YOUR OBJECTIVE: Rewrite the material from its start through the line containing "Give the mask", substituting "blue bowl" for every occurrence of "white plate" and leaving everything else unchanged.

Start of DATASET

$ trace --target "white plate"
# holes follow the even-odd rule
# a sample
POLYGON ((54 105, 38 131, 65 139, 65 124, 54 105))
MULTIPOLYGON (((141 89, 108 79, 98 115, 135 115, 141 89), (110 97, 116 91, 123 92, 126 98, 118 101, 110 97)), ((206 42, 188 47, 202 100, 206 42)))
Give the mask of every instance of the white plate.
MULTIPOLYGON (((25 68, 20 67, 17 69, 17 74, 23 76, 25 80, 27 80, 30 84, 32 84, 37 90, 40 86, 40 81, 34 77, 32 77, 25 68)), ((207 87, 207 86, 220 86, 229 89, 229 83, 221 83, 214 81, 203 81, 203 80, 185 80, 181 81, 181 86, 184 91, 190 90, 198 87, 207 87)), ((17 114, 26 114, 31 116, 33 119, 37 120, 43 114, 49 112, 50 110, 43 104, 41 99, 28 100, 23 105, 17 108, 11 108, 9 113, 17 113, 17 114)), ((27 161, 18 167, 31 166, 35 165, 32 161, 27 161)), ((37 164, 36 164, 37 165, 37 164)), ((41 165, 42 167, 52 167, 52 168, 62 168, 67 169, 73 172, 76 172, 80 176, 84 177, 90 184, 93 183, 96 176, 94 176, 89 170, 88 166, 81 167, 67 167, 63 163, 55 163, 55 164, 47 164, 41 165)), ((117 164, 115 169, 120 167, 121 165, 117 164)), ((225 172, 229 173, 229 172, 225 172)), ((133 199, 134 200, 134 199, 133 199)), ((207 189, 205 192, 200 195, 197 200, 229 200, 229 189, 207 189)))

End of DATASET

PROBLEM SOLUTION:
$ trace --target "blue bowl"
# holes follow the even-odd rule
# a sample
POLYGON ((54 105, 38 131, 65 139, 65 124, 54 105))
MULTIPOLYGON (((141 89, 108 79, 98 115, 135 115, 141 89), (110 97, 116 91, 123 92, 126 98, 118 101, 110 97)), ((206 42, 188 47, 202 100, 206 42)))
Give the mask of every instance of the blue bowl.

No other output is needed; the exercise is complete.